SELECTION.
══════════
DING

Don't store it. Stream it. DING it.

One binary that wraps your CI job, training run, or batch script — and pings you when it matters.

$ brew install ding-labs/tap/ding
$ curl -sf https://start.ding.ing | sh

or Docker, GitHub Actions, binary

The 60-second example

Drop a ding.yaml next to your job. Two rules: one fires the moment a test fails, one fires once at the end with the totals.

rules:
  # during the run — ping Slack the second a test fails
  - name: test_failed
    match:
      metric: test.failed
    condition: value > 0
    message: "❌ {{ .test_name }} failed on {{ .branch }}"
    alert:
      - notifier: slack

  # at end-of-run — one summary alert with the totals
  - name: run_summary
    mode: end-of-run
    match:
      metric: run.exit
    condition: exit_code != 0
    message: "Job failed in {{ .duration_seconds }}s on {{ .commit }}"
    alert:
      - notifier: slack

Then wrap your job:

ding run -- npm test

DING auto-detects GitHub Actions, GitLab CI, CircleCI, Jenkins, Buildkite, Argo, MLflow, and bare Kubernetes — and attaches run_id, branch, commit, workflow, job, and actor labels automatically. They're available in every alert message.

What

DING is a streaming alert engine that ships with your workload, not next to it. The job emits events; DING evaluates rules in-process; alerts fire during the run and a summary fires when the job exits. Both die together.

Two ways to run it:

Single static binary. No database, no agents, no cloud account. MIT licensed. No telemetry.

Where DING fits

Ephemeral compute
CI jobs, ML training runs, batch ETL, scheduled tasks. Anything that starts, does work, exits.
Single-server apps
One VM, edge boxes, internal tools. The cases where standing up Prometheus and Alertmanager is more infra than the app itself.
Inside an existing stack
Drop into one job inside a Prometheus shop. DING doesn't replace your fleet metrics — it covers the workloads they miss.
Prometheus assumes a fleet. DING assumes a 4-minute CI job. Pull-based monitoring needs a target that lives long enough to be scraped. Most jobs don't.

Rules

One YAML file. Lives in your repo. Ships with your code.

rules:
  # during-run: fires whenever the condition is true
  - name: cpu_spike
    match:
      metric: cpu_usage
    condition: value > 95
    cooldown: 1m
    message: "CPU spike on {{ .host }}: {{ .value }}%"
══════════
RECORDS PROVIDED.
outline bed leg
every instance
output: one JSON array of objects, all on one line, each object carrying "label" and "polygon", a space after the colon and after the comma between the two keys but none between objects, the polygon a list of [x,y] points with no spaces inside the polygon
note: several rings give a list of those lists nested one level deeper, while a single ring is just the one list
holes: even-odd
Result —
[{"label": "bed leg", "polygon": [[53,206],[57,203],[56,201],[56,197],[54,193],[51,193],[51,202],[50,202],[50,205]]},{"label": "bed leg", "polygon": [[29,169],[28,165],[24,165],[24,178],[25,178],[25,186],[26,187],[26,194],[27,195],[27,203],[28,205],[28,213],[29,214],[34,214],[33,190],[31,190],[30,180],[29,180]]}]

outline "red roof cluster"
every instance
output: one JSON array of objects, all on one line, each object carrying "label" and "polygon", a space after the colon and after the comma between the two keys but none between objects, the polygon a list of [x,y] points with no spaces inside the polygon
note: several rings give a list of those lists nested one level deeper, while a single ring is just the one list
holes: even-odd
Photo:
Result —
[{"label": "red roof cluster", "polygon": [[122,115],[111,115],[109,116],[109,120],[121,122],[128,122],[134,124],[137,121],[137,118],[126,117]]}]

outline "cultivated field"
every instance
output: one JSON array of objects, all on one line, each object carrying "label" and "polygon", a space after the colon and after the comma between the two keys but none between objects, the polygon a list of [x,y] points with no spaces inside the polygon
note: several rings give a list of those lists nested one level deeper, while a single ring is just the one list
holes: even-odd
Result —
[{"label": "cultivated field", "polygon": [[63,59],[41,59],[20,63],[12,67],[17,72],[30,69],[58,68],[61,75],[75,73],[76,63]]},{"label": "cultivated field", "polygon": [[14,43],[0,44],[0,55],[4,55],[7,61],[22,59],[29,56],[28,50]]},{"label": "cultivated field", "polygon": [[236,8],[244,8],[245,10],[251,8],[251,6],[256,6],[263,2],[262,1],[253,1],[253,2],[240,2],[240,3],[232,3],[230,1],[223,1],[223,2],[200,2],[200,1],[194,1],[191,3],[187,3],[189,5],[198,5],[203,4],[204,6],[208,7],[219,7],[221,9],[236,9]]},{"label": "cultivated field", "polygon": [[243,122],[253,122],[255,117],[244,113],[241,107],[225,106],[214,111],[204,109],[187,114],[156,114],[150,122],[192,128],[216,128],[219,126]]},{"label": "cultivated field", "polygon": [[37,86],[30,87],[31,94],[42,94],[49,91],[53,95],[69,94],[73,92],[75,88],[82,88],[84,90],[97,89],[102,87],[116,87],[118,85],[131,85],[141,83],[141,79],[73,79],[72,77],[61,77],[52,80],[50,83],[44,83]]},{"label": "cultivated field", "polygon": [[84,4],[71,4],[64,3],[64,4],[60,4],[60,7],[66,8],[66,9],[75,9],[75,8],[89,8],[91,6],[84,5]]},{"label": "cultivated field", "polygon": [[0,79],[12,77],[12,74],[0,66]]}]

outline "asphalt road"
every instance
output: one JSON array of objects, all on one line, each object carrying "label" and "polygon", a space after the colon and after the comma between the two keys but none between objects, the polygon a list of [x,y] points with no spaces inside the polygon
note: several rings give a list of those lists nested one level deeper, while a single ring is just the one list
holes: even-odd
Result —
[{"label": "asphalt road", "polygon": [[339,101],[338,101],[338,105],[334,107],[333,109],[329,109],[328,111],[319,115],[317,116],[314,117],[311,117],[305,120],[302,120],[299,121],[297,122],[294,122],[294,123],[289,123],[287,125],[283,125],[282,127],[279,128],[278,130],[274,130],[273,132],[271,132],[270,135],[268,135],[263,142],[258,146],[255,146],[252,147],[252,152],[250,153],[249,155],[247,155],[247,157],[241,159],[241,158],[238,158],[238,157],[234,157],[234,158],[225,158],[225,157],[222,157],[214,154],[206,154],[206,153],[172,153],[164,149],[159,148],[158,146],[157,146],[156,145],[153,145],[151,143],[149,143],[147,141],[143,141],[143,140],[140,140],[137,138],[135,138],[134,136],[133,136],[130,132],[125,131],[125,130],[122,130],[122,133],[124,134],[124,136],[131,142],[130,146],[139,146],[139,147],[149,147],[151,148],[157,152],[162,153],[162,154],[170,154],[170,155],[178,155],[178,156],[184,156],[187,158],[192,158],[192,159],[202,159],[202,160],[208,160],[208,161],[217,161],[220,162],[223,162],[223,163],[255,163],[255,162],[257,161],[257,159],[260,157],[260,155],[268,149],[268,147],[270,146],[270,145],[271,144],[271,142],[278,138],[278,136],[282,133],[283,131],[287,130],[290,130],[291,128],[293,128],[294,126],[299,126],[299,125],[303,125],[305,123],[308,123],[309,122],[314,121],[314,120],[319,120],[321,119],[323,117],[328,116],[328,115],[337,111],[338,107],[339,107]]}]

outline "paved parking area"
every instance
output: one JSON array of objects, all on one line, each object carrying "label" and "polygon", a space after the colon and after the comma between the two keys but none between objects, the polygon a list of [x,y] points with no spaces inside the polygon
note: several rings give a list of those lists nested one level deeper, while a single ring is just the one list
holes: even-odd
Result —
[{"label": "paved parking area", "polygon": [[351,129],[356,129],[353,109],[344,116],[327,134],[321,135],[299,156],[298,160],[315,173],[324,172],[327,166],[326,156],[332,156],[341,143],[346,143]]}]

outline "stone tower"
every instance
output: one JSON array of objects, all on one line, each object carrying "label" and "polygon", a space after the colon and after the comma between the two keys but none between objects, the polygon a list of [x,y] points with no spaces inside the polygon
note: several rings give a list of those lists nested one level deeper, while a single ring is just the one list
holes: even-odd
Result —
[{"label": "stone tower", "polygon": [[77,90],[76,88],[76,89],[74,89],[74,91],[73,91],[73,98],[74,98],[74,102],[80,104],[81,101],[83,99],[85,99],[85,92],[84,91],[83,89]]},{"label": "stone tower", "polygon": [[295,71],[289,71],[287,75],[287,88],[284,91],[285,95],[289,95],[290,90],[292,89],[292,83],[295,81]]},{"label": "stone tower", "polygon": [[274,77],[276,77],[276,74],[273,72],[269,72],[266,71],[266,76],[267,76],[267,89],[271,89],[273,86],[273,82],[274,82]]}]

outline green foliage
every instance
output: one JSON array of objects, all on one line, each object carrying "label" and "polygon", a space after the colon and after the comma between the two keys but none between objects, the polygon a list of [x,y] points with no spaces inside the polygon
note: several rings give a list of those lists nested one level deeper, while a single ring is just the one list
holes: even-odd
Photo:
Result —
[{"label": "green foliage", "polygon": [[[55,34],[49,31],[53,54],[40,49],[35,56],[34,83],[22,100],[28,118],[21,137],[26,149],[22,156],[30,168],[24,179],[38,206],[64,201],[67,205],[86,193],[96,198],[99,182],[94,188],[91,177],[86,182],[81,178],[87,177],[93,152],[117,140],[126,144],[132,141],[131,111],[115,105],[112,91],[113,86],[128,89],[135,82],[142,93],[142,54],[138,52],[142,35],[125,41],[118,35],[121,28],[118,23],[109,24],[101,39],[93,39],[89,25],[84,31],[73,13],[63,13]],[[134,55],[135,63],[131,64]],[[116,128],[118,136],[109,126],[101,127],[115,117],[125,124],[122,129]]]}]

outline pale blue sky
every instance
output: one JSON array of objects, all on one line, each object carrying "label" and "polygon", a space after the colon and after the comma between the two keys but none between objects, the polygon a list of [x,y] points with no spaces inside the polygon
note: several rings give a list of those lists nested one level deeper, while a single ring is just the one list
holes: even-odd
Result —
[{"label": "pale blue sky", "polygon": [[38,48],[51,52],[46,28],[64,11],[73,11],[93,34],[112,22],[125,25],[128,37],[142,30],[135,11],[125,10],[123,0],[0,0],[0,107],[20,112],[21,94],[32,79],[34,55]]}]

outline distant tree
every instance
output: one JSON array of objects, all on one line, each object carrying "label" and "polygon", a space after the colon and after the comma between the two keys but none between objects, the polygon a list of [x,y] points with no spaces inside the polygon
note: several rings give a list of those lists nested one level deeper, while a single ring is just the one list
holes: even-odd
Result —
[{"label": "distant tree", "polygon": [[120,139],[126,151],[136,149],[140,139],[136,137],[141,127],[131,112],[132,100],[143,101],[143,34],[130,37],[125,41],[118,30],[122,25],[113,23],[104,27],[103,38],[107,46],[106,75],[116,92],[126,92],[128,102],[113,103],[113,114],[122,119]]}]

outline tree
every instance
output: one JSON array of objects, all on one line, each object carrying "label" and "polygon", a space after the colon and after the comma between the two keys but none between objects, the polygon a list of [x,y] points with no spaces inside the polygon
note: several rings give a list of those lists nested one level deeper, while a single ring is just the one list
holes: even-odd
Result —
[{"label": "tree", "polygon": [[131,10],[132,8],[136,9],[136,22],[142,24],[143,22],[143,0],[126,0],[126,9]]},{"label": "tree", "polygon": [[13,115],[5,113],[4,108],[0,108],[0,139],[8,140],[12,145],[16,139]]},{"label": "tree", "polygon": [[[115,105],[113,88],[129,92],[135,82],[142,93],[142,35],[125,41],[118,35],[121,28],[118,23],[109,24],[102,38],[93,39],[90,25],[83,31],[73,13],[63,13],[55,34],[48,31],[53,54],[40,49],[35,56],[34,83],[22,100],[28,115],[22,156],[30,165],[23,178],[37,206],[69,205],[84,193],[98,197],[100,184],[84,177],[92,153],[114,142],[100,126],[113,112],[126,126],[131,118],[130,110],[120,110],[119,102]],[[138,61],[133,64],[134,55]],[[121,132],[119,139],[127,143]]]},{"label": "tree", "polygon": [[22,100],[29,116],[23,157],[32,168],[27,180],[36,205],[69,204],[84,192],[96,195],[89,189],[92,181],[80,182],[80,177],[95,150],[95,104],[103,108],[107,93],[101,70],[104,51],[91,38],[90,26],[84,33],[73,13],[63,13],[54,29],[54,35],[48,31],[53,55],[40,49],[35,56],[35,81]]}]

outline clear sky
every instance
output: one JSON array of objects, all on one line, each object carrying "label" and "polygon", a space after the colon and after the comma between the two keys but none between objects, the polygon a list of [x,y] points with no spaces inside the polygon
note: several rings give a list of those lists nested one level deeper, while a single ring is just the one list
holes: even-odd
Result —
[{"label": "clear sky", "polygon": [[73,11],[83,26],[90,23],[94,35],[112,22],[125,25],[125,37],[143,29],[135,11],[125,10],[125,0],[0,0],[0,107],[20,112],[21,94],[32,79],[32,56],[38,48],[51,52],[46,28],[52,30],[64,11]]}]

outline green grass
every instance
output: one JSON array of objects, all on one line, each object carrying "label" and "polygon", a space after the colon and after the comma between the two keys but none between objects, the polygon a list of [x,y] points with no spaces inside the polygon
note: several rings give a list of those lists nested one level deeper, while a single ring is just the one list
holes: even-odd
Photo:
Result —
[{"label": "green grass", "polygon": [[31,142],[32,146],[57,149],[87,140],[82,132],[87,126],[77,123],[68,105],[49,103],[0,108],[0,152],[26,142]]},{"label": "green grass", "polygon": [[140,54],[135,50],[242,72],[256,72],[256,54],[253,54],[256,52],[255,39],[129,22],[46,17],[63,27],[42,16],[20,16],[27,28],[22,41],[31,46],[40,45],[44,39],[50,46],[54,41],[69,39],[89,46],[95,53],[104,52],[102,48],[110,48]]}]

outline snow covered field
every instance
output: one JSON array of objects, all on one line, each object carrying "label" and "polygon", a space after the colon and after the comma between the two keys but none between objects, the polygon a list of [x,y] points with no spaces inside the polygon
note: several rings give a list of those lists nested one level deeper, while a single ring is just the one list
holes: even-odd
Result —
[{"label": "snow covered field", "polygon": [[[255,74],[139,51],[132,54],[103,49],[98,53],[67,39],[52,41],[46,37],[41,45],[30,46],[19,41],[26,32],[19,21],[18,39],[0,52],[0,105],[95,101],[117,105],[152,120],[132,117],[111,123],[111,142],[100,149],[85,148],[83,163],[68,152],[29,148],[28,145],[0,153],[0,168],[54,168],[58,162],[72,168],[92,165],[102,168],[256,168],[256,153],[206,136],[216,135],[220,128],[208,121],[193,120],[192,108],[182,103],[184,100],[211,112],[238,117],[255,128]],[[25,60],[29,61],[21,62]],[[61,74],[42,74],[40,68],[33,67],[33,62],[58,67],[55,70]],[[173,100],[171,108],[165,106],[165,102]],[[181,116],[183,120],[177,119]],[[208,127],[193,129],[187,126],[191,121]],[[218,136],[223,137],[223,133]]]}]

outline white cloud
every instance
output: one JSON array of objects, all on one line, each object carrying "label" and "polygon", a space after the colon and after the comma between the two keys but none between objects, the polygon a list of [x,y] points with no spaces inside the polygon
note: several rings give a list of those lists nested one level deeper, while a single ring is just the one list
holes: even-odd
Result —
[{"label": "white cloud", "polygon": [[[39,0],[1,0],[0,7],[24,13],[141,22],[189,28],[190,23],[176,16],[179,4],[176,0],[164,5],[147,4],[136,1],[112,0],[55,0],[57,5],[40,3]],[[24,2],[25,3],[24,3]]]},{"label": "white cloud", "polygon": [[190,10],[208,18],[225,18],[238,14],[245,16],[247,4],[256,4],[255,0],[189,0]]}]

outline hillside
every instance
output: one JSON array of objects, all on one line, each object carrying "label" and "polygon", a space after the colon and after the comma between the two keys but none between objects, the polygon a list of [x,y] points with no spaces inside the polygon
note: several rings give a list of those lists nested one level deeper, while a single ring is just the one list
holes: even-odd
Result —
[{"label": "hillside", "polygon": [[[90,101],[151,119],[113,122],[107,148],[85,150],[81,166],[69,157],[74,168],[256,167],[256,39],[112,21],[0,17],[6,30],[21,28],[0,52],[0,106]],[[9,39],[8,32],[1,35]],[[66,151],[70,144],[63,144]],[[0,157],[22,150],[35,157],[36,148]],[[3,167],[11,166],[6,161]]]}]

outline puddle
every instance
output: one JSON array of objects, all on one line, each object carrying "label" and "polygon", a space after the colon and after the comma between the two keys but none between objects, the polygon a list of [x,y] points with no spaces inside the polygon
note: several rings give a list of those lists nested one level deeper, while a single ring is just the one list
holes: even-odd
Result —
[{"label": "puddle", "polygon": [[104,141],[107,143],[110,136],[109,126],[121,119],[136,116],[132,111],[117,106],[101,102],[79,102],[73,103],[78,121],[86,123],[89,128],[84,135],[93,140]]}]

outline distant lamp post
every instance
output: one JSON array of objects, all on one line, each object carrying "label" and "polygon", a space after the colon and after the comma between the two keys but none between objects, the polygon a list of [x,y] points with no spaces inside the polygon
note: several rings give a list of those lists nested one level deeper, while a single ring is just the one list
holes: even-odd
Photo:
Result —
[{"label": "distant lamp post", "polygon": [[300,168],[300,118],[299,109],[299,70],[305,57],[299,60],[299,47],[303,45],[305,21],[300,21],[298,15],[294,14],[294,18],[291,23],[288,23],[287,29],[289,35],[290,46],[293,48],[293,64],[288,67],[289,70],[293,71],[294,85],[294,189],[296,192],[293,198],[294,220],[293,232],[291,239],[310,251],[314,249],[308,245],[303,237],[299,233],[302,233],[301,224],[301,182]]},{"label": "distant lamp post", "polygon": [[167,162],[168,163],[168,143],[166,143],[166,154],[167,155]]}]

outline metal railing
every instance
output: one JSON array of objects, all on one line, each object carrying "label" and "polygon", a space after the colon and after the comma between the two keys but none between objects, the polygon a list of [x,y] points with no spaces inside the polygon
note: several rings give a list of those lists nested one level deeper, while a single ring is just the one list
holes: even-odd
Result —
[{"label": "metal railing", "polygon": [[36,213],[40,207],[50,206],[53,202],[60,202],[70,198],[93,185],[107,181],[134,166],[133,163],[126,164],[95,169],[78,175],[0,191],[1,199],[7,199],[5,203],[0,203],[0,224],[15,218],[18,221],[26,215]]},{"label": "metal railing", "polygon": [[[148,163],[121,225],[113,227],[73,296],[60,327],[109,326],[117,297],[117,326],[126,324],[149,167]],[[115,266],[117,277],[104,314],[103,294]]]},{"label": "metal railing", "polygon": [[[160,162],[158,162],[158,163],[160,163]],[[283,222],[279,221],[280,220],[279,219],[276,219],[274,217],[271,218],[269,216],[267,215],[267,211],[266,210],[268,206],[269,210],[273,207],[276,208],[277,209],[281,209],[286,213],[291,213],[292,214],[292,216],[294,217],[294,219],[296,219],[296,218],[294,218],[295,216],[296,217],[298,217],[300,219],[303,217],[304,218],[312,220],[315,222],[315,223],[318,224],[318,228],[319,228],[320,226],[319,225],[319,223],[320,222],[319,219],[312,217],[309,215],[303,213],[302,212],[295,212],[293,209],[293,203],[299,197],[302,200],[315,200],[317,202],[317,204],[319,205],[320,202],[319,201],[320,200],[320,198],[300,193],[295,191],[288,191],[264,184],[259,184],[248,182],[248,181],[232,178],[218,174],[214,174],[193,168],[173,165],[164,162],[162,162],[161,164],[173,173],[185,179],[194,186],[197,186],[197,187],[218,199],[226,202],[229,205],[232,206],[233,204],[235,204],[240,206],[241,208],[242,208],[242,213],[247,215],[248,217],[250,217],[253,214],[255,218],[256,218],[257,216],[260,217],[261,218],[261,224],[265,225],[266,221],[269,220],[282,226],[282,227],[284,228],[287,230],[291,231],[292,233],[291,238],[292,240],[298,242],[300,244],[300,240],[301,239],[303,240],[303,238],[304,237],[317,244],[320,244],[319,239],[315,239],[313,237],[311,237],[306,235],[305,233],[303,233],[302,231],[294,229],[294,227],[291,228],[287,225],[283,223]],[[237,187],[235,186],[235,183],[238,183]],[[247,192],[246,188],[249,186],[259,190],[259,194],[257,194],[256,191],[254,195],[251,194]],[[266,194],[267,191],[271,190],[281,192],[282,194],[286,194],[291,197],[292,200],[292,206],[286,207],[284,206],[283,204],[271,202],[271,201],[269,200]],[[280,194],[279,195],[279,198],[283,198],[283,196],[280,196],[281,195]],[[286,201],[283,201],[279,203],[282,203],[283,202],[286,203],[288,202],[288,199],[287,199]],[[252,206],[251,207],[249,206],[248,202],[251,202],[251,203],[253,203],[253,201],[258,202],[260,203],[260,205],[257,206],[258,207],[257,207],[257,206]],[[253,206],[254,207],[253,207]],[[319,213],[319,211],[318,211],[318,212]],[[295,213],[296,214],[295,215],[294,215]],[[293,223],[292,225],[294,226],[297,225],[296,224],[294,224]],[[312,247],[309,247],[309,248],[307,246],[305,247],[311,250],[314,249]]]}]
══════════
CHALLENGES.
1 – Could you give the DING page again, starting with "DING is a streaming" and going on through "does work, exits.", updated so that "No telemetry" becomes "No usage tracking"?
2 – Which labels does the DING page say are attached to a run automatically?
3 – Can you proceed with the DING page, picking up after its last line?

ANSWERS GIVEN.
1 –
DING is a streaming alert engine that ships with your workload, not next to it. The job emits events; DING evaluates rules in-process; alerts fire during the run and a summary fires when the job exits. Both die together.

Two ways to run it:

Single static binary. No database, no agents, no cloud account. MIT licensed. No usage tracking.

Where DING fits

Ephemeral compute
CI jobs, ML training runs, batch ETL, scheduled tasks. Anything that starts, does work, exits.

2 – run_id, branch, commit, workflow, job, actor

3 –
    alert:
      - notifier: stdout

  # windowed: avg over 5m, fires while sustained
  - name: cpu_sustained
    match:
      metric: cpu_usage
    condition: avg(value) over 5m > 80
    cooldown: 10m
    message: "Sustained high CPU: {{ .avg }}% on {{ .host }}"
    alert:
      - notifier: stdout

  # end-of-run: fires once at exit, against accumulated state
  - name: slow_run
    mode: end-of-run
    match:
      metric: request.latency
    condition: avg(value) over 1h > 200
    message: "Avg latency this run: {{ .avg }}ms"
    alert:
      - notifier: slack

All condition forms:

value > 95                       # single event
avg(value) over 5m > 80         # average over window
max(value) over 1m >= 100
min(value) over 10s < 10
sum(value) over 30s > 0
count(value) over 2m > 50       # number of events, not sum of values
condition_a AND condition_b     # compound
condition_a OR condition_b

Template variables in message::

Variable When Description
.metric always metric name
.value always raw event value
.rule always rule name
.fired_at always RFC3339 timestamp
.host, .region, … always any label from the event
.run_id, .branch, .commit, .workflow, … ding run auto-detected run-context labels
.exit_code, .duration_seconds run.exit event synthetic event emitted at end of run
.avg .max .min .sum .count windowed only aggregate result

Notifiers

stdout and github_actions are built in — no config needed. Everything else is declared once and referenced by name.

Built-in

Configurable

notifiers:
  slack:
    type: slack
    url: ${SLACK_WEBHOOK_URL}

  on-call:
    type: discord
    url: ${DISCORD_WEBHOOK_URL}

  custom:
    type: webhook
    url: https://example.com/hook
    max_attempts: 3       # retries on 5xx (default: 3)
    initial_backoff: 1s   # doubles each attempt (default: 1s)

Also supported: type: teams, type: pagerduty, type: telegram. Slack, Discord, and Teams auto-surface run-context fields (exit code, duration, branch, commit, workflow, actor) so alerts from a CI job land actionable. ${VAR} works in any string value — fail fast if unset.

The generic webhook payload:

{"rule":"cpu_spike","message":"CPU spike on web-01: 97%",
 "metric":"cpu_usage","value":97.0,"fired_at":"...","host":"web-01"}

4xx responses are dropped. 5xx responses retry with exponential backoff.

Why

Fires alerts in 4ms. Prometheus default scrape + eval + Alertmanager dispatch: ~62 seconds minimum. That's not a knock on Prometheus — it's a pull-based system built for persistence and fleet-wide aggregation. DING is push-based and stateless. The architecture is the difference.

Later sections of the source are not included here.